Extrait du texte
· · · ·

L'assimilation de l'antisionisme à une forme majeure de l'antisémitisme contemporain relève d’une opération stratégique : c’est la seule façon, pour les partisans du colonialisme et du suprémacisme israéliens, de décrédibiliser, voire criminaliser la défense des droits des Palestiniens et maintenir l'impunité d'un État-nation créé à partir de l'épuration ethnique d'une terre proche-orientale − une construction nationale exclusive qui n’a pu se perpétuer que par l'occupation militaire, l’ingénierie démographique et l'apartheid.
Dans sa tribune, Eva Illouz nous livre trois fondements "théoriques" de cette confusion qu'elle fait sienne − mais qui s’est imposée dans le champ intellectuel et politique occidental comme une (fausse) évidence. On s'arrêtera sur celui-ci : « Premièrement, l’antisionisme remet en question la légitimité même du nationalisme et du foyer national juif. Il n’existe aucun autre cas où un peuple se voit refuser le droit de continuer à vivre dans son Etat avec une telle insistance obsessionnelle par une idéologie politique (le nationalisme ukrainien est nié par la Russie, mais cela ne rencontre que peu d’écho et ne constitue le principe organisateur d’aucune idéologie). L’effet de l’antisémitisme est de priver les juifs de foyer, en leur déniant leur citoyenneté ou en les expulsant. Là était le but de l’antisémitisme européen traditionnel. L’antisionisme y ressemble étrangement, mais déplace cette intention envers Israël, le seul Etat juif du monde. (...) Israël s’est créé comme un pays de réfugiés au sortir de la seconde guerre mondiale, offrant un abri à ce qu’il restait des juifs décimés par les pogroms et la Shoah, ainsi qu’au million de juifs expulsés des pays arabes. »

· · · ·

Données fournies
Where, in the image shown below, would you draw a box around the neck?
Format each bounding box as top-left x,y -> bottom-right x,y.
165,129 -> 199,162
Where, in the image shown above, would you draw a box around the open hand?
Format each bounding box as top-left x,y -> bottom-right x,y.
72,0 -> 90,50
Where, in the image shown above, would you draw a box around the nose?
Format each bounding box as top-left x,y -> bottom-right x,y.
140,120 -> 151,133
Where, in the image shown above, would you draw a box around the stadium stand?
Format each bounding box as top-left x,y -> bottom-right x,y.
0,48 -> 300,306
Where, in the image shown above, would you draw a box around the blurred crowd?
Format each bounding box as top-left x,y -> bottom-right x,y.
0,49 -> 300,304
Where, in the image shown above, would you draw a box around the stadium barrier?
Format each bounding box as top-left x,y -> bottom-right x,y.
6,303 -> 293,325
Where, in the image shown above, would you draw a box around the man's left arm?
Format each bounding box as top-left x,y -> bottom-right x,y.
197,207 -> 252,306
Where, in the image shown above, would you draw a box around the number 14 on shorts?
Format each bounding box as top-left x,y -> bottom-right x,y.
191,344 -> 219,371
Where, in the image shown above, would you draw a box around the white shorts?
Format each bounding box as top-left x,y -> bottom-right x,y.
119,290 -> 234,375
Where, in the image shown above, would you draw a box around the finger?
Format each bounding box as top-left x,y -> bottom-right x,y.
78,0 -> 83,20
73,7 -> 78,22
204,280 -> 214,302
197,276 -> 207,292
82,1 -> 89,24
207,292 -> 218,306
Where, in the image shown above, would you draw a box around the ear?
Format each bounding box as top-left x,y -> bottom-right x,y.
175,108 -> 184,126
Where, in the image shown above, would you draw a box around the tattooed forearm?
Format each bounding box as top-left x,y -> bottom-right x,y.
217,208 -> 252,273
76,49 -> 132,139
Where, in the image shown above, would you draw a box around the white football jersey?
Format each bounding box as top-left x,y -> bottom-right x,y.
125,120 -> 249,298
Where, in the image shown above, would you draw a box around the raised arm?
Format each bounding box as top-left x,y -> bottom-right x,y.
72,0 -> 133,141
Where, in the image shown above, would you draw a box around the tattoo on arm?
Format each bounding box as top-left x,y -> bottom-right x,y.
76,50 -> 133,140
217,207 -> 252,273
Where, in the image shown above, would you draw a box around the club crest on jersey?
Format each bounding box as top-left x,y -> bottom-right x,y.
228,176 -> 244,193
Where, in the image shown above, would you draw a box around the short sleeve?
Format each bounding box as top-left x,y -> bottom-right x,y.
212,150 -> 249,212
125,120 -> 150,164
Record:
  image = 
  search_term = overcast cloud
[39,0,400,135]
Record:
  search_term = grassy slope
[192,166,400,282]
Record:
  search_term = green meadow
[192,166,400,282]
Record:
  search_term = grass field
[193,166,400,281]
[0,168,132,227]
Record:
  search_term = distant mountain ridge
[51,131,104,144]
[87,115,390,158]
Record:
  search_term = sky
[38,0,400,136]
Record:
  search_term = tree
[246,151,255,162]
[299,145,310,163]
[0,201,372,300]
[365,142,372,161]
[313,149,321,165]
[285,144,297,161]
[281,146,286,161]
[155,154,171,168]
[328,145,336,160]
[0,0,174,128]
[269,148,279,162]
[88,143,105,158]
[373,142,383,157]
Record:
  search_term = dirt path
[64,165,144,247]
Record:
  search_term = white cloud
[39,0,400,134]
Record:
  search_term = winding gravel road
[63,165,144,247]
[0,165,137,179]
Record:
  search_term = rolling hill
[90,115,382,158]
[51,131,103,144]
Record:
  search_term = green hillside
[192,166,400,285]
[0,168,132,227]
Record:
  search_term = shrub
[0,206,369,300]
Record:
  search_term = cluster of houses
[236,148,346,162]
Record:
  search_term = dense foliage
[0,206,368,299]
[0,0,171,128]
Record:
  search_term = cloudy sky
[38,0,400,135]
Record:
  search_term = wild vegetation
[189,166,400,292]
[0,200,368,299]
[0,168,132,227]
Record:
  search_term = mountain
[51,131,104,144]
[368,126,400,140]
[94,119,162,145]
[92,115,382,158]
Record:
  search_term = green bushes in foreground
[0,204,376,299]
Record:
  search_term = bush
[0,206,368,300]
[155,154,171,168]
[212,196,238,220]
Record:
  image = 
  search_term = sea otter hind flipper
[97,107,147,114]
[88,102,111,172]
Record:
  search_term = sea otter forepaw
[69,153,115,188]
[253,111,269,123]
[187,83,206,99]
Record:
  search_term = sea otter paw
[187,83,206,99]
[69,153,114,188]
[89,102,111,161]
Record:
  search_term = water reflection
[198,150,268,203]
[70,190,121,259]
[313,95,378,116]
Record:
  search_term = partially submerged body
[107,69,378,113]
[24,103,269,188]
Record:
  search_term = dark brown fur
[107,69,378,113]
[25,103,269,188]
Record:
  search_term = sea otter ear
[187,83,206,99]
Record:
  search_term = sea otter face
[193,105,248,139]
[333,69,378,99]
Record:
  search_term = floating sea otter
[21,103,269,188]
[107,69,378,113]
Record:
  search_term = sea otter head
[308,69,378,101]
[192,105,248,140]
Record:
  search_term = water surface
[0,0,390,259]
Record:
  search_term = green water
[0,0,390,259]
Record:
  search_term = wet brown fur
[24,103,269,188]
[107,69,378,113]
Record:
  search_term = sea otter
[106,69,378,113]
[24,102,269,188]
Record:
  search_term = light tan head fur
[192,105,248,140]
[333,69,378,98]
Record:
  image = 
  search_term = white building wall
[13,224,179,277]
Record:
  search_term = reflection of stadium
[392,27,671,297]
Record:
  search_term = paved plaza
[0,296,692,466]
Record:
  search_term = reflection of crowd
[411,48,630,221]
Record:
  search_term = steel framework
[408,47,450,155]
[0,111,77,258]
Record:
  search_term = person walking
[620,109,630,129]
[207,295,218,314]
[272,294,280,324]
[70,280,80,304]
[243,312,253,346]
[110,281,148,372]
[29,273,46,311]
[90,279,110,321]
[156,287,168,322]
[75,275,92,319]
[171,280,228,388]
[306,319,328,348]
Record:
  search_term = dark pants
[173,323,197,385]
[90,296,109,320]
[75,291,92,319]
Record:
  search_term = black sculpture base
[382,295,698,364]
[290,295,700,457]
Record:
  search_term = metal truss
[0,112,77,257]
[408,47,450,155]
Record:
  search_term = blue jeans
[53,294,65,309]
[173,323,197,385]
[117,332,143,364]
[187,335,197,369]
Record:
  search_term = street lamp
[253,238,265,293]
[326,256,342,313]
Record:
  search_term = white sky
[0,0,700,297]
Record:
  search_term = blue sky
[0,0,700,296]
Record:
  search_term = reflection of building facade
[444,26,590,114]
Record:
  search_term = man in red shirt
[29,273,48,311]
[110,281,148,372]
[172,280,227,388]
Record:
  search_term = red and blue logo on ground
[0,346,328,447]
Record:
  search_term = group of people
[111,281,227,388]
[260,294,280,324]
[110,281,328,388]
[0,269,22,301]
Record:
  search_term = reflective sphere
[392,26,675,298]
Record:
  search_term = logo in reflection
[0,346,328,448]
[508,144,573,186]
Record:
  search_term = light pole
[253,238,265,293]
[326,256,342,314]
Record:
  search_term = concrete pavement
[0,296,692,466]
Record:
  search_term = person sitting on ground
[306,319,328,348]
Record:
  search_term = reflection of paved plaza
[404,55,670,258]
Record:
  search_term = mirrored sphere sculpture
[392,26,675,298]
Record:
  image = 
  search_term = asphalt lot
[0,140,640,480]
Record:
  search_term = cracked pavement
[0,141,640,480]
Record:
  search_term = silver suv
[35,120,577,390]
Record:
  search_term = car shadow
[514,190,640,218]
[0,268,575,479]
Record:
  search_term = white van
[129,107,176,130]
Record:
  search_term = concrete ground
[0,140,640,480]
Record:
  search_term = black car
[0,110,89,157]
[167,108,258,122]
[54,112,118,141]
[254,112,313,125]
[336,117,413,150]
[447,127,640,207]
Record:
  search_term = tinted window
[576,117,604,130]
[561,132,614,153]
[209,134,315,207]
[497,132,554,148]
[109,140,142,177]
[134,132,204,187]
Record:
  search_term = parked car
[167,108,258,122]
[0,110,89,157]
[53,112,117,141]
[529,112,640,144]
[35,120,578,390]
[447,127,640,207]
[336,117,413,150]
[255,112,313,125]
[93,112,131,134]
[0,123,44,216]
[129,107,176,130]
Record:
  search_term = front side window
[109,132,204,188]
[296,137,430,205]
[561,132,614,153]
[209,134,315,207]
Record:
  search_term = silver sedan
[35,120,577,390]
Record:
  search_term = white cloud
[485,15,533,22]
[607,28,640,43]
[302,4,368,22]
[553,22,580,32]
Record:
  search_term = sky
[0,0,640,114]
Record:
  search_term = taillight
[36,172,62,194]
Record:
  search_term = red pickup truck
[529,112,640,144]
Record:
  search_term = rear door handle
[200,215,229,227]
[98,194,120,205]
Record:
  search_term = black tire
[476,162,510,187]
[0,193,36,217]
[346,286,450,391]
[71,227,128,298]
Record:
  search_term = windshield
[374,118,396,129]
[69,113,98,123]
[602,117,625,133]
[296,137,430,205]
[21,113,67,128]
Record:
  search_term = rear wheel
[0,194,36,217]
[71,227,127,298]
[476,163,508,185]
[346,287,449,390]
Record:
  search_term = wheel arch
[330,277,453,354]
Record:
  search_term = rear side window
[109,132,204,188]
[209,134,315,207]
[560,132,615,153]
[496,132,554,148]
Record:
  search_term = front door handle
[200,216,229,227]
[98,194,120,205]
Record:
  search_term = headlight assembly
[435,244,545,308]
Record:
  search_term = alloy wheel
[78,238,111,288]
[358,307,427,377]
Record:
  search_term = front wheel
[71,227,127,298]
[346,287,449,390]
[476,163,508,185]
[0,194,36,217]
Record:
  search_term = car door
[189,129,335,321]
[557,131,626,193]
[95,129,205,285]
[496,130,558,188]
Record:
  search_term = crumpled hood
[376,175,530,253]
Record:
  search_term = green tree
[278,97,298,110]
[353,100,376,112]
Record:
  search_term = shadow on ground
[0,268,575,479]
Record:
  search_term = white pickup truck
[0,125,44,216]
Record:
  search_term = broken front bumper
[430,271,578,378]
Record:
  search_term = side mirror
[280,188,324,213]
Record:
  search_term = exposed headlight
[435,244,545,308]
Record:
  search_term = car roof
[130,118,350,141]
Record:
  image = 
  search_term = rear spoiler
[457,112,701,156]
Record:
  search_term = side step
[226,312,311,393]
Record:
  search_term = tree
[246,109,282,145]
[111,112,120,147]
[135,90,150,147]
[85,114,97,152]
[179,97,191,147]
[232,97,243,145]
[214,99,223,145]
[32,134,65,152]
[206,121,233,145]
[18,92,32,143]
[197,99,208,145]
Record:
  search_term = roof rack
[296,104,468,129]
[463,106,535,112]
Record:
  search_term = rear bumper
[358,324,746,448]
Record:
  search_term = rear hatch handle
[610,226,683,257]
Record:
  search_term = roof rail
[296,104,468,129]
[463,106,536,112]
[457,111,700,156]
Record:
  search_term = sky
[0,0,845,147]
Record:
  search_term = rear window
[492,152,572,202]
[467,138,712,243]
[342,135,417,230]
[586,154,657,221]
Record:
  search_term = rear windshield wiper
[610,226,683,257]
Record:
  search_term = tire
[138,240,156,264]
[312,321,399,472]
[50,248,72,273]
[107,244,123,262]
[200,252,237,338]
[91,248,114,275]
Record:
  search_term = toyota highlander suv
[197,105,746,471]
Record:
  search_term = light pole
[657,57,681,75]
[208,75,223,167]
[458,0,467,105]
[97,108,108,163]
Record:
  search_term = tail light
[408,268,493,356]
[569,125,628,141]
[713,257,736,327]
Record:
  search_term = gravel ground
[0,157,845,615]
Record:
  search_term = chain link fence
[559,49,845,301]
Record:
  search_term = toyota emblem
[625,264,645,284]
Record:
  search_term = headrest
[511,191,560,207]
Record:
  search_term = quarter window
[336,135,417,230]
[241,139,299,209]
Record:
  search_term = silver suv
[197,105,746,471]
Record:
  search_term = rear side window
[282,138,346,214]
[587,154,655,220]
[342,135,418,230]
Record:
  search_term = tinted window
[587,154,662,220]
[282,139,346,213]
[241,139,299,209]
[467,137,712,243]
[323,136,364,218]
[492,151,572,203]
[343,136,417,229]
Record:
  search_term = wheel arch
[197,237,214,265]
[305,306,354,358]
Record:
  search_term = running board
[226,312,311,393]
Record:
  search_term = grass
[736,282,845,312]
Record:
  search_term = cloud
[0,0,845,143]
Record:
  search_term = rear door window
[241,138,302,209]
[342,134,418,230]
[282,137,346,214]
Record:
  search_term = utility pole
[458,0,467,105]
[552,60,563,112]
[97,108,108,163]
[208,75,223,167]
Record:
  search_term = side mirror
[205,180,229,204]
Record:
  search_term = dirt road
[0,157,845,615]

· · · ·

Liste des tâches
a. Transcrivez fidèlement le passage de l'extrait sur l'antisionisme allant de « L'assimilation de l'antisionisme » jusqu'à « démographique et l'apartheid. » inclus.
b. Réécrivez sous forme de liste JSON de chaînes les lignes du listing, depuis son début jusqu'à la ligne contenant « 72,0 -> 90,50 » incluse, à raison d'une chaîne par ligne et en omettant les lignes vides.
Le texte et le listing sont des documents indépendants l'un de l'autre.

Réponses à l'exercice
a.
L'assimilation de l'antisionisme à une forme majeure de l'antisémitisme contemporain relève d’une opération stratégique : c’est la seule façon, pour les partisans du colonialisme et du suprémacisme israéliens, de décrédibiliser, voire criminaliser la défense des droits des Palestiniens et maintenir l'impunité d'un État-nation créé à partir de l'épuration ethnique d'une terre proche-orientale − une construction nationale exclusive qui n’a pu se perpétuer que par l'occupation militaire, l’ingénierie démographique et l'apartheid.

b.
[
  "Where, in the image shown below, would you draw a box around the neck?",
  "Format each bounding box as top-left x,y -> bottom-right x,y.",
  "165,129 -> 199,162",
  "Where, in the image shown above, would you draw a box around the open hand?",
  "Format each bounding box as top-left x,y -> bottom-right x,y.",
  "72,0 -> 90,50"
]